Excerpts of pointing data
*-*-*
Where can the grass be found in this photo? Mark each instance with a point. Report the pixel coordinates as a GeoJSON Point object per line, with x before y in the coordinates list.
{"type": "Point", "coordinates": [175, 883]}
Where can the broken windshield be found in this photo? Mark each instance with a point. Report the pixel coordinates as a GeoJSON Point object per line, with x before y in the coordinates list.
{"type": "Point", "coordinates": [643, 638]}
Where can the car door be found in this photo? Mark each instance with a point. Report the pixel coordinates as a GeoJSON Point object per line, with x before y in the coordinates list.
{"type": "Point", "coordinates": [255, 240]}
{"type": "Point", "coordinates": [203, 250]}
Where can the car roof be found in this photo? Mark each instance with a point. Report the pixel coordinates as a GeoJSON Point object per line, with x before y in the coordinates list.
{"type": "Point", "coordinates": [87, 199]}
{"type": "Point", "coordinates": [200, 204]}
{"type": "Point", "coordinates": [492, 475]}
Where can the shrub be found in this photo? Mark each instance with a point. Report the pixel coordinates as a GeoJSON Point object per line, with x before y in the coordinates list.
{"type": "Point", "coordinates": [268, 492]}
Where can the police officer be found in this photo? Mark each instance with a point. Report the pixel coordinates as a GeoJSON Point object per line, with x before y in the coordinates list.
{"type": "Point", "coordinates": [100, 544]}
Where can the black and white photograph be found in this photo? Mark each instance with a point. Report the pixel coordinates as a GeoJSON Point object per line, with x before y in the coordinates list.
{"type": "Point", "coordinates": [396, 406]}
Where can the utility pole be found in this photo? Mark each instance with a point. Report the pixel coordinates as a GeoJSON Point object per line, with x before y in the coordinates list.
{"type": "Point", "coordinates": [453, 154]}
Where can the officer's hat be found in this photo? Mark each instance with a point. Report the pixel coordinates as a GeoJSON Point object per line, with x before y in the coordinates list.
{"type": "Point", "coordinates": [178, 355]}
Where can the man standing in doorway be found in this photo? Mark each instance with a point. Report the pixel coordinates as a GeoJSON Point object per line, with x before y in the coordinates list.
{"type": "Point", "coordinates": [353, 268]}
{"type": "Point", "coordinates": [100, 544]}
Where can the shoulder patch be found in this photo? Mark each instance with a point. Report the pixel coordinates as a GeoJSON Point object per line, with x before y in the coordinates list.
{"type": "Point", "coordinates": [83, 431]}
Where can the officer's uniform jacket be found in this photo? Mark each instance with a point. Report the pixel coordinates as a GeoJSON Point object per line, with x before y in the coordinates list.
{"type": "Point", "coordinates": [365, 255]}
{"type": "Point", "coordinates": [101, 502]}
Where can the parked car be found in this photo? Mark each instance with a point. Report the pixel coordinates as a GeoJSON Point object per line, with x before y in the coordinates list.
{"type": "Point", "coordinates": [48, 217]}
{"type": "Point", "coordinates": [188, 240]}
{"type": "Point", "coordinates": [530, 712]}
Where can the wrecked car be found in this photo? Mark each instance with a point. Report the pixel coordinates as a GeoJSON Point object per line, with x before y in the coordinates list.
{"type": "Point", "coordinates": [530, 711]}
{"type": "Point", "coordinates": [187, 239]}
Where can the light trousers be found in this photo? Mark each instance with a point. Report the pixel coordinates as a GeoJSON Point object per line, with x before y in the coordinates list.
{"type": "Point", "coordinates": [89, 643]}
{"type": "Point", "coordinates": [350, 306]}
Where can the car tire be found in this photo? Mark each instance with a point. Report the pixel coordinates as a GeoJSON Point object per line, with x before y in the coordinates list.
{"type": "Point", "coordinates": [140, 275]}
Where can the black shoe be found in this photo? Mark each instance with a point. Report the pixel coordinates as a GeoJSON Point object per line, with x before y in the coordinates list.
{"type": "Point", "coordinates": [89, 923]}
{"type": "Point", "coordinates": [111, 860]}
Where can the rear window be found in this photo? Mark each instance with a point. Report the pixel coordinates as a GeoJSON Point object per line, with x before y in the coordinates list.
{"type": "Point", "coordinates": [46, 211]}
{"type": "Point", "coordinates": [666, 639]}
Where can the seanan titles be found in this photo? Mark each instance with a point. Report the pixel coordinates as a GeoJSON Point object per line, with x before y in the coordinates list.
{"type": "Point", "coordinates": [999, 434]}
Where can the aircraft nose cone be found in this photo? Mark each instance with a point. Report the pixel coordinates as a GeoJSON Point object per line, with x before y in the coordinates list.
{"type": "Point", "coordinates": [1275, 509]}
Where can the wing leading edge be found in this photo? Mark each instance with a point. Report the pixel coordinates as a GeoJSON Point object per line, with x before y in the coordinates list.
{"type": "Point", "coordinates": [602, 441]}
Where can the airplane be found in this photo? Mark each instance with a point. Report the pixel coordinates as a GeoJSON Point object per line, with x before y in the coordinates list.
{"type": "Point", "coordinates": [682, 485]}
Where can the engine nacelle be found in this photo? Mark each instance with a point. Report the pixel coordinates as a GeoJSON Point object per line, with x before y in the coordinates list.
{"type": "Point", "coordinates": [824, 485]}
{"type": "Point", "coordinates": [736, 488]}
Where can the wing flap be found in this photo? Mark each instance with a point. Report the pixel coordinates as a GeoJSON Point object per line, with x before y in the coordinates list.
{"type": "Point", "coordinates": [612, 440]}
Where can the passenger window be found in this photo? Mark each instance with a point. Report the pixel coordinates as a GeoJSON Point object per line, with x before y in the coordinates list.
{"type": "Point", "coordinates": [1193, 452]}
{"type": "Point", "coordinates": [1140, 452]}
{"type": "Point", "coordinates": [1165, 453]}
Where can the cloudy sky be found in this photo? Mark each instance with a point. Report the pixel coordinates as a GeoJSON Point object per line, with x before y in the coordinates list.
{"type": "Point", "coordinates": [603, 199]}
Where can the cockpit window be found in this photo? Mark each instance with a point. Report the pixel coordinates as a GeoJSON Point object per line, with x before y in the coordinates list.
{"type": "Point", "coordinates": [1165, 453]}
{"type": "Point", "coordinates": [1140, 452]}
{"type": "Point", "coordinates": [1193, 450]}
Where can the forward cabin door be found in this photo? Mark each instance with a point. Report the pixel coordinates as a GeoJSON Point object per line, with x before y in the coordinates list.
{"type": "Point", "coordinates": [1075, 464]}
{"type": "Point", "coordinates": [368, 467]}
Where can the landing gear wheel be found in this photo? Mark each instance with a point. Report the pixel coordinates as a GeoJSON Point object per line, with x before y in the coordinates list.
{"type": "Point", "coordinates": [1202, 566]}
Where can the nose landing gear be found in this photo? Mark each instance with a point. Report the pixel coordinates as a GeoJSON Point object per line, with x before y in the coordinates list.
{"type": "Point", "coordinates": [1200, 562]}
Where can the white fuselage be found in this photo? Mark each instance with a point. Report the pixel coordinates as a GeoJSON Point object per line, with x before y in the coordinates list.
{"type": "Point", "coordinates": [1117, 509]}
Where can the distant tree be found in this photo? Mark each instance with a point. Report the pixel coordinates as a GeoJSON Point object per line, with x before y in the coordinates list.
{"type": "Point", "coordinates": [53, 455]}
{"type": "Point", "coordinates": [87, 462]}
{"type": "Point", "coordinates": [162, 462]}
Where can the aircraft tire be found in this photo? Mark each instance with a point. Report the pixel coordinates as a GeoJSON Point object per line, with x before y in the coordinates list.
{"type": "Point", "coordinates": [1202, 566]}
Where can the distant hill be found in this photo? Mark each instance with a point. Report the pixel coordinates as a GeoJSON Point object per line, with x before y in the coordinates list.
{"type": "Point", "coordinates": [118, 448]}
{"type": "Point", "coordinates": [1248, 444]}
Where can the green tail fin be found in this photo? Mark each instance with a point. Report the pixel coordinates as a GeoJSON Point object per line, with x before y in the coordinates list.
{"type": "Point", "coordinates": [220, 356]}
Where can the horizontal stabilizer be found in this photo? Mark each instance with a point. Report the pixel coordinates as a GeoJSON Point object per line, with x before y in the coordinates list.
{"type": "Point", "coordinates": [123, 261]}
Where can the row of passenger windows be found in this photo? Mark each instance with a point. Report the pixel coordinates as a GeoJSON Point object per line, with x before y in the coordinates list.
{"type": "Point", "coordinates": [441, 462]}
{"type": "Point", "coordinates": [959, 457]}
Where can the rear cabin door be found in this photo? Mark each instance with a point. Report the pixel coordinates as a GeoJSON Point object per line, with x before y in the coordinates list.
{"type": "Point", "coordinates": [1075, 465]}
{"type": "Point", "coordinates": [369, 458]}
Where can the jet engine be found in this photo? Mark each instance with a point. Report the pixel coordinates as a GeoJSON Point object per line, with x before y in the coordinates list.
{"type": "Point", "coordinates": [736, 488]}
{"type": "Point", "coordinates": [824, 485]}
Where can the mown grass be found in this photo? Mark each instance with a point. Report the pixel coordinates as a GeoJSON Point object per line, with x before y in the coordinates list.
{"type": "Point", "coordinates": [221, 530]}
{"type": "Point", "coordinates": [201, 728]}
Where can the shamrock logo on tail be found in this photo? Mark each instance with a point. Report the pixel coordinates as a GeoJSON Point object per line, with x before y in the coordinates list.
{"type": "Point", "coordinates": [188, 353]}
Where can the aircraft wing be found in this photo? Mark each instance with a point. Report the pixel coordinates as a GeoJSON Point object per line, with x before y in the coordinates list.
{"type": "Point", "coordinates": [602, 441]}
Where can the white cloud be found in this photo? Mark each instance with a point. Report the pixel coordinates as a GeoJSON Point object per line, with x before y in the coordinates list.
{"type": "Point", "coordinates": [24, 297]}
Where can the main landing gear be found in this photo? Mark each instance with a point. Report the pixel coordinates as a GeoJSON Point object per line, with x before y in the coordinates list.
*-*-*
## SET EXERCISE
Quote the lines of the listing above that run from the line with "Where can the shamrock" through its last line, both included, and nothing else.

## ANSWER TO THE EXERCISE
Where can the shamrock logo on tail be found in this photo? Mark each instance with a point. Report the pixel coordinates as a GeoJSON Point object per line, with x before y in the coordinates list.
{"type": "Point", "coordinates": [188, 353]}
Where can the aircraft wing be found in this photo? Mark each instance with a point. Report the pixel coordinates as a GeoJSON Point object per line, with x before y in the coordinates list.
{"type": "Point", "coordinates": [602, 441]}
Where can the white cloud be found in this photo? Mark each instance with a point. Report the pixel coordinates as a GeoJSON Point object per line, with x before y in the coordinates list.
{"type": "Point", "coordinates": [24, 297]}
Where can the main landing gear be found in this photo? Mark each instance with a point. Report the pixel coordinates as a GeoJSON Point object per line, with x before y in the coordinates list.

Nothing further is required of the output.